Task:
Reproduce verbatim the portion of the material below that begins with the line containing "Return one point per instance of the referee's black" and continues through the end of the material, both ends included.

Stored data:

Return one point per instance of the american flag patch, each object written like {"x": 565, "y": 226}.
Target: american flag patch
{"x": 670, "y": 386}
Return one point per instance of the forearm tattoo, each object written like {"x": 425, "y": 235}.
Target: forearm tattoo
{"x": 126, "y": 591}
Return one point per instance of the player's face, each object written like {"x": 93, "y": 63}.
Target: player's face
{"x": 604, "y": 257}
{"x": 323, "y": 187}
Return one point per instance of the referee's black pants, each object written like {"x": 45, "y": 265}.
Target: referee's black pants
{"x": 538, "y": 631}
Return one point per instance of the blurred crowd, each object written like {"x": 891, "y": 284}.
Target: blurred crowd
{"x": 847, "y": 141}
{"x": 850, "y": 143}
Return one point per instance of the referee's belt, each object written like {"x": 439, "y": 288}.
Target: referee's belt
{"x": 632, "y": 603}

Exercise solution:
Return one point per instance of the referee's black pants, each object written like {"x": 45, "y": 265}.
Target: referee's black pants
{"x": 538, "y": 631}
Return one point per instance of the blurred crowd, each object written like {"x": 891, "y": 284}.
Target: blurred crowd
{"x": 847, "y": 141}
{"x": 850, "y": 143}
Return one point per instance of the referee's belt, each object written like {"x": 439, "y": 288}.
Target: referee's belt
{"x": 632, "y": 603}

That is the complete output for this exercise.